RECORDS SUPPLIED =>
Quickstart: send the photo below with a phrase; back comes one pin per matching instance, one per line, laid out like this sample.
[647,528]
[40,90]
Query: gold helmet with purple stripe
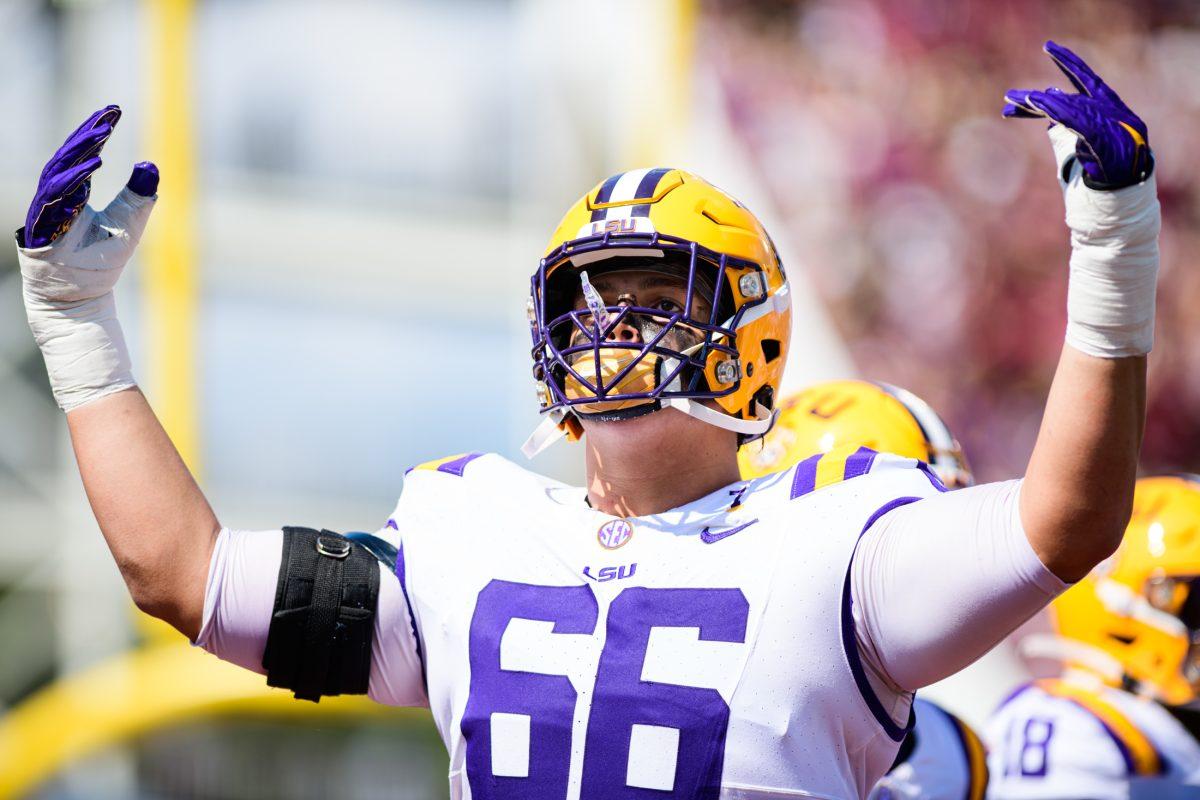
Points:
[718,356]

--

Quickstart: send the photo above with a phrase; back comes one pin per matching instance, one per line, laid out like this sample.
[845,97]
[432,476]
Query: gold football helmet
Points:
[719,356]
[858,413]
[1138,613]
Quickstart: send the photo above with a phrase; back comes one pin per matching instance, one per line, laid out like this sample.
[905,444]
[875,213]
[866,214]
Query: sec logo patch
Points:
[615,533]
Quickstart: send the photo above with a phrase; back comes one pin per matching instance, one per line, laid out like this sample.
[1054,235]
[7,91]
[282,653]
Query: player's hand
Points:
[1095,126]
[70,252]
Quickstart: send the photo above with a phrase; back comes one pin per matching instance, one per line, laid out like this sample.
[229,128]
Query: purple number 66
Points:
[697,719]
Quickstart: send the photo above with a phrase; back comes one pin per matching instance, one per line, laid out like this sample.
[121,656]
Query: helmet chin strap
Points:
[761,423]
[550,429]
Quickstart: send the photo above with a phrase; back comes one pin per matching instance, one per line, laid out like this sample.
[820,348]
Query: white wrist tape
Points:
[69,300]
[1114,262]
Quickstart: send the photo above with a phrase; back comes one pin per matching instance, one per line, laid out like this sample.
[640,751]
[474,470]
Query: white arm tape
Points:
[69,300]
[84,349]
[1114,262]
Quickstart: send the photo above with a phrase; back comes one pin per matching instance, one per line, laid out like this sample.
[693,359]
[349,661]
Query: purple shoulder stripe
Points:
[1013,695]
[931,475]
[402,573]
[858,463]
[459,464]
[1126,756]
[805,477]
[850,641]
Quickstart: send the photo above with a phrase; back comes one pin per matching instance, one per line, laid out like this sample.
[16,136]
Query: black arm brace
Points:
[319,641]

GOAL => How many lines in the rows above contain the word "tape"? Reply with the number only.

RESULT => 2